**TASK DIRECTIONS:** Each line below from the one containing "box: [143, 80, 156, 88]" through the one containing "positive clicks: (126, 84) (126, 88)" is to be given again exactly, and no line outside that span.

*** AVAILABLE DATA Section Begins ***

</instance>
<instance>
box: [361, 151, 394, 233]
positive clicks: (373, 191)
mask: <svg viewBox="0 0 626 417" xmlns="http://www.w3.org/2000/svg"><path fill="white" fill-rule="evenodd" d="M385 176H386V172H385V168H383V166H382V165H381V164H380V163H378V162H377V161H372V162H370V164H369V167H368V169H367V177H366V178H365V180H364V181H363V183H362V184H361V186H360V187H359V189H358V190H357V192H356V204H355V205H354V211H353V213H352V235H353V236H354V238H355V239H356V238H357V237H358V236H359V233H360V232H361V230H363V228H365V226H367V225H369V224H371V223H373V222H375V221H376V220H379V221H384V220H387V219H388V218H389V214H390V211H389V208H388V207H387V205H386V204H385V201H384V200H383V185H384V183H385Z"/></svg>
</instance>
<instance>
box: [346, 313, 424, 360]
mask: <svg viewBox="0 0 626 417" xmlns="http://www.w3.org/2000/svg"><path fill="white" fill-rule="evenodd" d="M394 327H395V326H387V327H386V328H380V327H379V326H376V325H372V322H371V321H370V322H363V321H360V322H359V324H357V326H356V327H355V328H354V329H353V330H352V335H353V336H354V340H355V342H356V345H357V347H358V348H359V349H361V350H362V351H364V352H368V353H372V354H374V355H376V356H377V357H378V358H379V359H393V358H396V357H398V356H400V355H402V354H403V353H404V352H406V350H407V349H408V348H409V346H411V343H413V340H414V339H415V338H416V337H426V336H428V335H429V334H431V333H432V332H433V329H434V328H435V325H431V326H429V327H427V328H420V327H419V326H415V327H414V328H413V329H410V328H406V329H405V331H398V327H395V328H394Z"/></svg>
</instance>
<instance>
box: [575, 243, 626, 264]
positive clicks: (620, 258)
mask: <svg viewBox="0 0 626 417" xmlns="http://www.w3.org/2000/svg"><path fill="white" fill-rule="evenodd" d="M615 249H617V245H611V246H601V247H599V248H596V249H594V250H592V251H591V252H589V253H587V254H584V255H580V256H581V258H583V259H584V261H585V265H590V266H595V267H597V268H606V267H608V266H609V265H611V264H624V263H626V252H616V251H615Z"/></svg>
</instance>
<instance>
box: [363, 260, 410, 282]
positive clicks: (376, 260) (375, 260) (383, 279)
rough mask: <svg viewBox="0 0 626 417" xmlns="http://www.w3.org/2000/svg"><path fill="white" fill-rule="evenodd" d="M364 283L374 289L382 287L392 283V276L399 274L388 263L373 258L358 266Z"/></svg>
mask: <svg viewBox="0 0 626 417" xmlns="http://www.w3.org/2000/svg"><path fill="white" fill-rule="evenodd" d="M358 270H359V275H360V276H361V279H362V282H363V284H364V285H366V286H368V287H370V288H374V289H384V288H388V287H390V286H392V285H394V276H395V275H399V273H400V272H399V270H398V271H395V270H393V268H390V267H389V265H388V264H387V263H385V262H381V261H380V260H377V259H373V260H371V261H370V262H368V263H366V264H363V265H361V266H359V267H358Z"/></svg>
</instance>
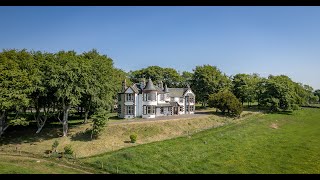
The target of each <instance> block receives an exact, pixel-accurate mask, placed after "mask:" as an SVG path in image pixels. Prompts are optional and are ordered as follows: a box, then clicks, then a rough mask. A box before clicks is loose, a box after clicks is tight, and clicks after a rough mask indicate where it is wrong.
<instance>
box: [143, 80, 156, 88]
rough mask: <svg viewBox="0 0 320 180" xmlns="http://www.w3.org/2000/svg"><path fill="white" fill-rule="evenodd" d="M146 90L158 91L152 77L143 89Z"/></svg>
mask: <svg viewBox="0 0 320 180" xmlns="http://www.w3.org/2000/svg"><path fill="white" fill-rule="evenodd" d="M143 90H146V91H156V90H157V89H156V87H155V86H154V85H153V82H152V81H151V79H149V80H148V82H147V85H146V87H145V88H144V89H143Z"/></svg>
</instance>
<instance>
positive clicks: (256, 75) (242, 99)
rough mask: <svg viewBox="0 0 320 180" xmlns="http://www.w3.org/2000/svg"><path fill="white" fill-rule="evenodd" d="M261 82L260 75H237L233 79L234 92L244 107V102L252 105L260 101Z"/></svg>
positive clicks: (233, 76)
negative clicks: (251, 104) (259, 85)
mask: <svg viewBox="0 0 320 180" xmlns="http://www.w3.org/2000/svg"><path fill="white" fill-rule="evenodd" d="M260 81H261V78H260V77H259V75H258V74H252V75H250V74H236V75H235V76H233V78H232V92H233V93H234V95H235V96H236V97H237V98H238V99H240V100H241V103H242V105H243V103H244V102H248V104H249V103H252V102H254V101H255V100H257V99H258V93H259V91H257V90H258V89H259V82H260Z"/></svg>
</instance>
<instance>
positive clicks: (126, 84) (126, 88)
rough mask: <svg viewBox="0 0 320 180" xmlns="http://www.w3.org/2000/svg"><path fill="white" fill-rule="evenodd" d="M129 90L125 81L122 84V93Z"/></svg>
mask: <svg viewBox="0 0 320 180" xmlns="http://www.w3.org/2000/svg"><path fill="white" fill-rule="evenodd" d="M126 89H127V80H126V79H124V81H123V82H122V92H124V91H125V90H126Z"/></svg>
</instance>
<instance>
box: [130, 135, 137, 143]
mask: <svg viewBox="0 0 320 180" xmlns="http://www.w3.org/2000/svg"><path fill="white" fill-rule="evenodd" d="M130 140H131V143H135V142H136V141H137V135H136V134H131V135H130Z"/></svg>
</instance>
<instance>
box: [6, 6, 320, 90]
mask: <svg viewBox="0 0 320 180" xmlns="http://www.w3.org/2000/svg"><path fill="white" fill-rule="evenodd" d="M0 19H1V24H0V49H12V48H16V49H23V48H26V49H28V50H41V51H46V52H57V51H59V50H75V51H77V52H78V53H82V52H84V51H89V50H91V49H93V48H95V49H97V50H98V51H99V52H100V53H102V54H106V55H108V56H109V57H111V58H112V59H113V60H114V64H115V66H116V67H118V68H121V69H123V70H125V71H129V70H137V69H141V68H145V67H147V66H151V65H158V66H161V67H172V68H175V69H177V70H178V71H180V72H182V71H192V69H194V68H195V67H196V66H197V65H203V64H210V65H214V66H217V67H218V68H219V69H220V70H221V71H223V72H225V73H226V74H227V75H234V74H237V73H259V74H260V75H261V76H264V77H265V76H268V75H269V74H274V75H279V74H285V75H288V76H289V77H291V78H292V79H293V80H294V81H296V82H302V83H304V84H309V85H311V86H312V87H313V88H315V89H320V70H319V67H320V7H296V6H287V7H286V6H284V7H283V6H280V7H272V6H271V7H259V6H256V7H252V6H249V7H245V6H239V7H236V6H230V7H228V6H226V7H222V6H211V7H202V6H195V7H190V6H172V7H165V6H155V7H153V6H142V7H138V6H131V7H130V6H125V7H116V6H115V7H112V6H104V7H94V6H88V7H85V6H74V7H73V6H66V7H54V6H52V7H45V6H42V7H41V6H37V7H30V6H29V7H5V6H2V7H0Z"/></svg>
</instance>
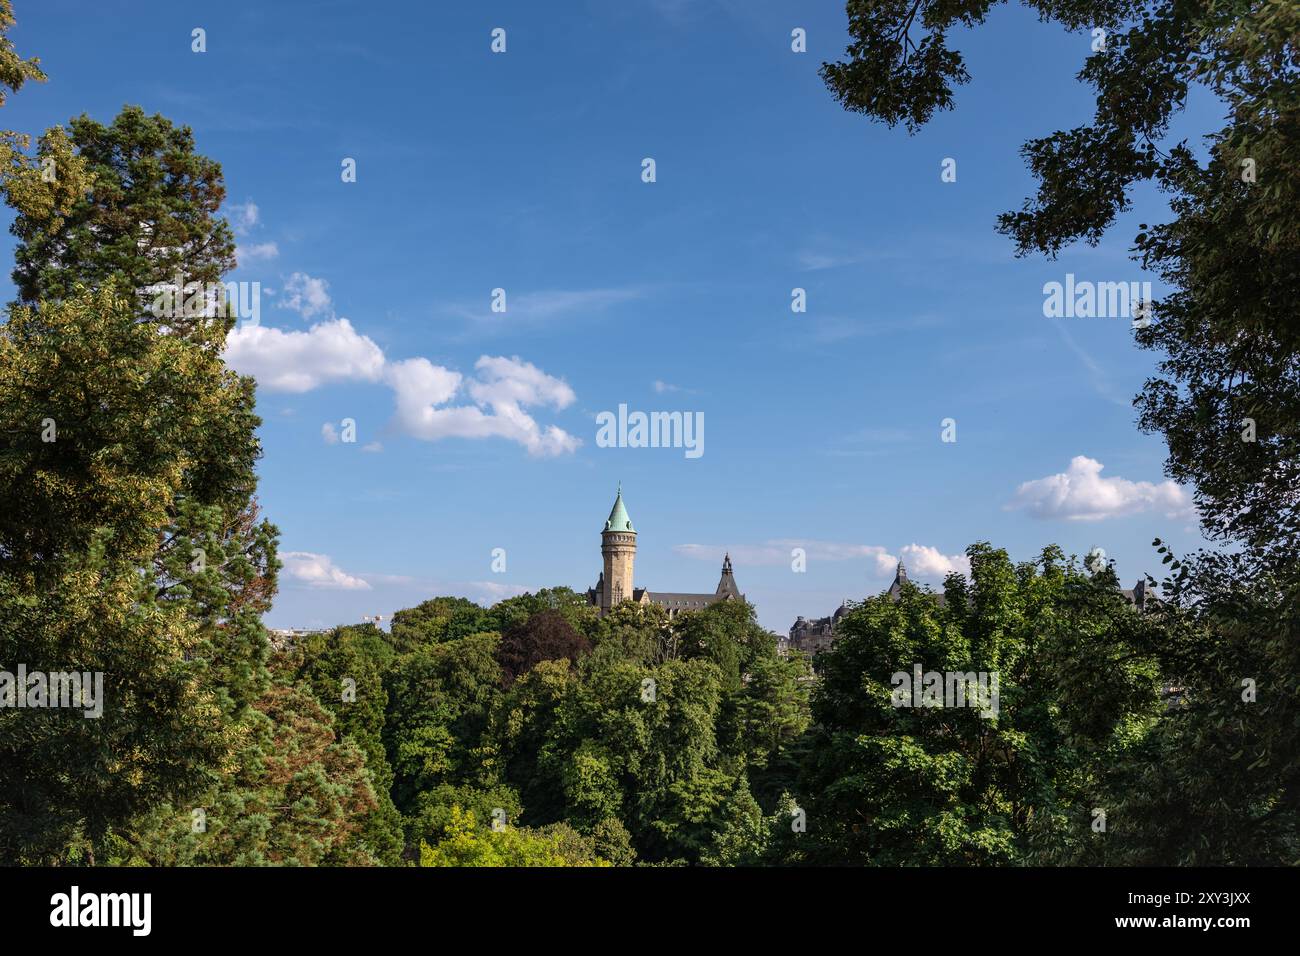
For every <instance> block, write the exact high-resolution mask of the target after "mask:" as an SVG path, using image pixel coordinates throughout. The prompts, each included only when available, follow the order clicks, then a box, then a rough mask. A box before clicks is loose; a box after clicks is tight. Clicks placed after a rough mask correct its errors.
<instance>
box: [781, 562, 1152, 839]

*** AVAILABLE DATA Section Ends ***

**RESPONSE BELOW:**
box: [143, 80, 156, 88]
rough mask: <svg viewBox="0 0 320 180" xmlns="http://www.w3.org/2000/svg"><path fill="white" fill-rule="evenodd" d="M146 90L158 91L152 77L143 89Z"/></svg>
mask: <svg viewBox="0 0 320 180" xmlns="http://www.w3.org/2000/svg"><path fill="white" fill-rule="evenodd" d="M143 90H146V91H156V90H157V89H156V87H155V86H154V85H153V82H152V81H151V79H149V80H148V82H147V85H146V87H145V88H144V89H143Z"/></svg>
</instance>
<instance>
positive clicks: (256, 75) (242, 99)
rough mask: <svg viewBox="0 0 320 180" xmlns="http://www.w3.org/2000/svg"><path fill="white" fill-rule="evenodd" d="M261 82L260 75H237L233 79L234 92L244 107V102L252 105L260 101Z"/></svg>
positive clicks: (233, 76)
negative clicks: (251, 104) (259, 85)
mask: <svg viewBox="0 0 320 180" xmlns="http://www.w3.org/2000/svg"><path fill="white" fill-rule="evenodd" d="M260 81H261V78H260V77H259V75H258V74H252V75H250V74H236V75H235V76H233V78H232V92H233V93H234V95H235V96H236V97H237V98H238V99H240V100H241V103H242V105H243V103H244V102H248V104H249V103H252V102H254V101H255V100H257V99H258V93H259V91H257V90H258V89H259V82H260Z"/></svg>
</instance>
<instance>
positive clicks: (126, 84) (126, 88)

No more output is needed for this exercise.